BEGIN Excerpt provided

The small fruits of Jaltomata biflora are at least occasionally eaten. Until this study Jaltomata biflora (R. & P.) Benítez was known almost exclusively from the type specimens collected by Dombey in the late 1700s and the inaccurate illustration in the protologue (tab. 179a). The lectotype (MA; F neg. 29720: photos at GH, WIS) lacks flowers and fruit, but the isolectotype at P bears intact flowers. Specimen 8422/28 at G may be a type given that it is conspecific and a label on it indicates “Herb. Pavon,” but neither collection number nor locality are present.

Other than the types, only a few collections of J. biflora have been seen among the hundreds of specimens studied at B, BH, BM, C, COL, COLO, CONN, G, F, GH, K, LD, MA, MO, NY, P, US, USM, VT, WIS.

To track down the type locality we noted that it was given as "huasa-huasi" on the label of the types and "Huassahuassi" in the protologue. Also, Saracha biflora (the basionym) was listed by Ruiz among the species discovered near Tarma. With this information we consulted maps and learned that Huasahuasi is a small town in Peru, department Junín, province Tarma.

END Excerpt provided
BEGIN Data

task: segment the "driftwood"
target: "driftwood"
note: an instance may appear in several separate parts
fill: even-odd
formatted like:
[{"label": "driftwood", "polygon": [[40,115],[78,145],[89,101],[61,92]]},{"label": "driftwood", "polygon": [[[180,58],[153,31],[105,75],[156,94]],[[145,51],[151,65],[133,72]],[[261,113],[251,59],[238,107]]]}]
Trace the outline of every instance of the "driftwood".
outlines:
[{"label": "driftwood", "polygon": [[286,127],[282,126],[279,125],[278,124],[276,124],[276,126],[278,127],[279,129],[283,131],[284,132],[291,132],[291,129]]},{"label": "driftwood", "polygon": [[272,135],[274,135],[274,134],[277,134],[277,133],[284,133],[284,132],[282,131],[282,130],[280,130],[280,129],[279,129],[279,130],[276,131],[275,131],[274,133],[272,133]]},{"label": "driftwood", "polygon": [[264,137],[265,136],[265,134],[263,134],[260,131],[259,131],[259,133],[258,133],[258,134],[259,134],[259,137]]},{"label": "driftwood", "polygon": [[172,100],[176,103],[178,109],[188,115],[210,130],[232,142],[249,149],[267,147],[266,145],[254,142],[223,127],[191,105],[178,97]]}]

END Data

Exercise prompt: Could you carry on the passage about Jaltomata biflora from the point where it stops?

Reply to the exercise:
Daniel Mugaburu traveled to Huasahuasi to: 1) determine if Jaltomata biflora exists there, and if so, 2) assess whether it is common or rare, 3) learn about the habitat of the species, and 4) describe human uses, if any. With the help of a local farmer who served as a guide, D. M. found J. biflora twice at approximately 3000 m of elevation within a few hours hike of Huasahuasi. Its habitat was the narrow corridor of disturbed vegetation between a foot road and an agricultural field. Although the steep slopes of the mountains surrounding Huasahuasi are grazed and have been cleared for cultivation, this sprawling shrub appears to not be rare because it tolerates disturbance.

At least some locals currently call it "capulí silvestre" and "capulí de campo," and the local name was given as "tomatillo cimarron" in the protologue and as "tomate cimaron" on the type. Ruiz (1931) mentioned that fruits were eaten by children, and Daniel Mugaburu's guide said that fruits are occasionally eaten when found along the hillsides, and that the plants are grazed by livestock. Pressed specimens (D. Mugaburu 5 & 6) were deposited at MO and MOL.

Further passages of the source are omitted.